>>>

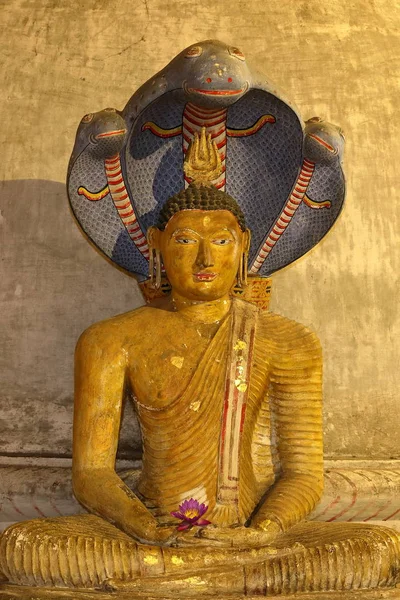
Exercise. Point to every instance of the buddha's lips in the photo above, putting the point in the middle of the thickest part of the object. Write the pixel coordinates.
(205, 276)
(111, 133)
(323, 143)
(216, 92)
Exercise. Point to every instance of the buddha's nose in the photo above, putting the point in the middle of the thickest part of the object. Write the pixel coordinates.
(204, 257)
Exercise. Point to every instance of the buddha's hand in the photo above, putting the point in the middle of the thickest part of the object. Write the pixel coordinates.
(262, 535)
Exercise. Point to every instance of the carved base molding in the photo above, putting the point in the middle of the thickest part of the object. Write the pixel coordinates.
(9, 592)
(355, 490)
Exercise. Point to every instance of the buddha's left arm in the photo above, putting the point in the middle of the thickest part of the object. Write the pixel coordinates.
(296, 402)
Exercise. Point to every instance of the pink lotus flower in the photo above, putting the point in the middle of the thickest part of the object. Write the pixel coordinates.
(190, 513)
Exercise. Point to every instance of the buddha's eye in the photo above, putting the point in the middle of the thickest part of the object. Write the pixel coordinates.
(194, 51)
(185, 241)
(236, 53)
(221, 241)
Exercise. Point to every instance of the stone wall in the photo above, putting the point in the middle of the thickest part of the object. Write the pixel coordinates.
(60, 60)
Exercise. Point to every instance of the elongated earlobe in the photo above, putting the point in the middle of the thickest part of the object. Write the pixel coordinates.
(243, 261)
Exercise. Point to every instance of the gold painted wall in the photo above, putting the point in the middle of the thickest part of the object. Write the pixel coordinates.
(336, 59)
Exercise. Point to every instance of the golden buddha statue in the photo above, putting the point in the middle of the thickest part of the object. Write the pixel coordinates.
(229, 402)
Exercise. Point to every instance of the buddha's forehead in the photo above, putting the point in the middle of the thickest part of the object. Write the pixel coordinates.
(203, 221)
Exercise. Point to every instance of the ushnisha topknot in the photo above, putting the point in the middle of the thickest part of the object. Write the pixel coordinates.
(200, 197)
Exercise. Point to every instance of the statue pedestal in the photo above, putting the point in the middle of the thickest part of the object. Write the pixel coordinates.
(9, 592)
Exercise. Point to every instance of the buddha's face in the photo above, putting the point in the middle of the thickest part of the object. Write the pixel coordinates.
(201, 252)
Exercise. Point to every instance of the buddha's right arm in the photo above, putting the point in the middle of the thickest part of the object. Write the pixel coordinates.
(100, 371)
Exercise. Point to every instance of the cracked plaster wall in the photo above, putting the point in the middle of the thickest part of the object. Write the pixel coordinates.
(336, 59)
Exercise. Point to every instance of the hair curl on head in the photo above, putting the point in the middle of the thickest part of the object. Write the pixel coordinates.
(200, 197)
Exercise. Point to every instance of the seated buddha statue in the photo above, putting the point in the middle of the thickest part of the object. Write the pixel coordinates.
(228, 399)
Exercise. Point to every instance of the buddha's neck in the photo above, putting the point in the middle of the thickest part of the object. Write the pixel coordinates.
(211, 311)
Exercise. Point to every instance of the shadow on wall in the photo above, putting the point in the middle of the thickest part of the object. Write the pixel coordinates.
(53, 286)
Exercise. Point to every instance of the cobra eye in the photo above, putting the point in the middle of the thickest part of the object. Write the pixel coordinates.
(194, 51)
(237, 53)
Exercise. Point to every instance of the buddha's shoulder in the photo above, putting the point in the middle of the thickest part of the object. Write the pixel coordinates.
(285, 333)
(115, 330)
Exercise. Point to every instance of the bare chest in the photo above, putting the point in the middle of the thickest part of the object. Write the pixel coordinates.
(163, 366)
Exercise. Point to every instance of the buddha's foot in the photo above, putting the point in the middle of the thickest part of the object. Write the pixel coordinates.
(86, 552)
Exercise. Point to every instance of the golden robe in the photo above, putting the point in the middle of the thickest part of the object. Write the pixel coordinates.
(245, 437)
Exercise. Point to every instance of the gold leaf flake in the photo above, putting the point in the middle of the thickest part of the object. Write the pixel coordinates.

<<<

Written problem ▸ Transcribe the records word for word and include no pictures.

Problem solution ▸
Exercise. Point to every instance of the buddha's lips in the photo above, putting the point in the middle of the thickest part of the object. Write the pixel coordinates.
(205, 276)
(111, 133)
(323, 143)
(216, 92)
Exercise. Point to every instance of the buddha's nose in the photo above, putting the point in the middle of the thickest part of the object. Write the pixel coordinates.
(204, 257)
Exercise. Point to every instance of the buddha's hand in the photo above, putting the point in the middle of the thickest part of the object. Write the pixel coordinates.
(262, 535)
Exercise. Point to every instance of the carved base molding in the photo above, putting the point in the middle of the thickest part of the object. Write the pixel coordinates.
(9, 592)
(355, 490)
Exercise. Point to every instance of the buddha's left arm in the photo above, putting the point in the middle of the thickest part of the object. Write the pixel coordinates.
(296, 402)
Exercise. Point to every instance of the pink lotus flower in the photo above, putting the point in the middle of the thickest part of the object. Write the pixel coordinates.
(190, 513)
Exercise. Point to every instance of the buddha's eye in the photo above, putting the point in the middle of the thickest part of the object. Write the pixel coordinates.
(194, 51)
(185, 241)
(236, 53)
(221, 241)
Exercise. Point to every instance of the stone wall in the photo above, putting the point in the middle of the thickest part of the object. Write the pixel coordinates.
(60, 60)
Exercise. Point to every instance of the elongated earlobe in the photo above, putting the point in the middle of the thickest part of the object. Write the pixel coordinates.
(243, 261)
Exercise. Point to every instance of the gold painted wall in the photo above, putting the point in the middle of the thickest part of the object. Write the pixel coordinates.
(336, 59)
Exercise. Point to every instance of the golden buddha statue in the photo above, putting the point in the middle of the thickest part of the object. Write the pixel coordinates.
(229, 402)
Exercise. Point to every instance of the buddha's forehead in the photo above, putting the point in the middle of the thickest part of the object. Write the pixel coordinates.
(203, 221)
Exercise. Point to every instance of the ushnisha topknot in the photo above, putting the point in the middle of the thickest part of the object. Write the pixel coordinates.
(200, 197)
Exercise. Point to every instance of the statue pedestal in the photo above, putting the point in the middle of the thickest part of the object. Write the pixel coordinates.
(9, 592)
Exercise. Point to every instance of the buddha's face in the photo above, putting the point in the middle of the thickest part of the object. Write the pixel coordinates.
(201, 252)
Exercise. Point to every instance of the buddha's right arm in the photo above, putting the point in the middle of the thickest part of the object. Write the pixel coordinates.
(100, 371)
Exercise. Point to every instance of the cracked plaster wall in the photo above, putting the point in the middle of the thickest part of the object. Write the pixel coordinates.
(336, 59)
Exercise. Point to every instance of the hair curl on head in the photo above, putting the point in the middle of the thickest part of the object. Write the pixel coordinates.
(200, 197)
Exercise. Point to every instance of the seated buddha statue in the photo above, putting the point in the middle of the thickest part of the object. Write the pixel coordinates.
(228, 399)
Exercise. Point to every instance of the buddha's neck in the photo above, putting the point in the middle of the thickest part of the object. Write the pixel coordinates.
(211, 311)
Exercise. Point to every instance of the shadow on wall in the photo above, putting the point in the middle of the thickest part of the object. Write the pixel coordinates.
(53, 286)
Exercise. Point to every instance of the cobra eye in the photo above, putting the point in the middle of the thickest part of the object. Write the pixel coordinates.
(194, 51)
(237, 53)
Exercise. Point to every instance of the buddha's shoulder in the photo above, putting the point in the middle of the thickest part of the object. Write the pixel coordinates.
(285, 333)
(115, 330)
Exercise. Point to every instance of the bare chest in the photo above, putting the point in the middle of the thickest part of the object. Write the pixel coordinates.
(163, 366)
Exercise. Point to every instance of the buddha's foot in the photo above, putting the point in the middle of the thickest part of the object. Write the pixel coordinates.
(86, 552)
Exercise. Point to every instance of the golden robe in the photo above, putting the point in the middle of the thickest part of the object. Write the pixel coordinates.
(245, 437)
Exercise. Point to every instance of the gold leaf flake in the photo above, putting the point in the middle of the thickest part of the object. Write the pixel coordinates.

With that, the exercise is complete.